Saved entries
###

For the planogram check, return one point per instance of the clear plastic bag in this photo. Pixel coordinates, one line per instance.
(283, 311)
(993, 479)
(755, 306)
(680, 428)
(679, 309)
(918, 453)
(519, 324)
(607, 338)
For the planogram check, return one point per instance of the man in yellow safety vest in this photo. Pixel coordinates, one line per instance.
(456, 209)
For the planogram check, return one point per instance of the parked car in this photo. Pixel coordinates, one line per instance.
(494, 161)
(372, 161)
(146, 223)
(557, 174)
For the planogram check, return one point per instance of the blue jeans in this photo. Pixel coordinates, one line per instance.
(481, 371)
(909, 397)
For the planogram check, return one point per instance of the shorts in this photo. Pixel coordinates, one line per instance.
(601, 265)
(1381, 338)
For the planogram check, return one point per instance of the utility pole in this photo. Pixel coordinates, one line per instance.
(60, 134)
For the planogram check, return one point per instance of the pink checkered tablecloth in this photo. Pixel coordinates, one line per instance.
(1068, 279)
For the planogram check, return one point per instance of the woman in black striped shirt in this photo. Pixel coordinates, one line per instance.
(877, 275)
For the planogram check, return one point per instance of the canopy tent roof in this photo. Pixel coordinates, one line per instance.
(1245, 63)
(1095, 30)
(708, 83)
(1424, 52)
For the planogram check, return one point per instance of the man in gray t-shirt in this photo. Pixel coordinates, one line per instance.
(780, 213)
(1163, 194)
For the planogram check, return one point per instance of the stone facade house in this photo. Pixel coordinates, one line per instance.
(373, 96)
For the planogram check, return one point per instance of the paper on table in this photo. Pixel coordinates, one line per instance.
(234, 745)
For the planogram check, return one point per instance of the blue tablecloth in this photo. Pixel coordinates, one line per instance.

###

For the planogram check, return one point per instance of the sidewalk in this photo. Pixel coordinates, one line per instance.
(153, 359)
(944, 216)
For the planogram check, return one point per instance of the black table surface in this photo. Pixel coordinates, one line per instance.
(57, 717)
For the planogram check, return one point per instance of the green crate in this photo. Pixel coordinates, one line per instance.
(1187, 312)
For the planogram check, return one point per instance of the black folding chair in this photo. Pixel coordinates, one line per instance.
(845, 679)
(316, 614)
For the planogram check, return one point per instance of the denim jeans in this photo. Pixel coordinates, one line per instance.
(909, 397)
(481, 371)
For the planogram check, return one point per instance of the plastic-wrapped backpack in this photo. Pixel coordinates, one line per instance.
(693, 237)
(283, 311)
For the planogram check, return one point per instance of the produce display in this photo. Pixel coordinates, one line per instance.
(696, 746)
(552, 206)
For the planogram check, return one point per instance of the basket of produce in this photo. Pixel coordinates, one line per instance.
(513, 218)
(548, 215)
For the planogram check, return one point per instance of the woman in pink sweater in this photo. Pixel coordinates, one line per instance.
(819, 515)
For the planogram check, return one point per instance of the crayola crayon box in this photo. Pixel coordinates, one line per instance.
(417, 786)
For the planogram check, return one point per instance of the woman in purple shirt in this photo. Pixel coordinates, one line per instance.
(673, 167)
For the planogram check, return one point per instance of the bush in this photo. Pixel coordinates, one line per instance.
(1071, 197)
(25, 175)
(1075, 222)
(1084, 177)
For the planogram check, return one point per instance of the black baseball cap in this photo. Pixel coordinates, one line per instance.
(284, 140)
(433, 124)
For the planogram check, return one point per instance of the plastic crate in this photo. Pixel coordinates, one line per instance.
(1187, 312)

###

* Short problem: Please write out the lines of the items above as a numbered list, from the line with "of the canopy" up to and including the line with "the blue tablecloth", leaving out any blank lines.

* Exercise output:
1. For the planogram check, return one point per instance of the canopy tent roof in this photo. Pixel coordinates, one line per instance.
2. (1245, 63)
3. (1095, 30)
4. (708, 83)
5. (1424, 52)
6. For the planogram check, return one point per instance of the man in gray t-shirt in this photo. Pixel coordinates, one line per instance.
7. (780, 213)
8. (1163, 194)
9. For the planogram check, return one point per instance of the stone facade house in this photo. Pixel coordinates, one line per instance.
10. (373, 96)
11. For the planogram check, return one point per instance of the paper on table in this photo. Pixel coordinates, one line per instance.
12. (234, 745)
13. For the planogram check, return one point per instance of the blue tablecloth in this photo. Pixel coordinates, one line per instance.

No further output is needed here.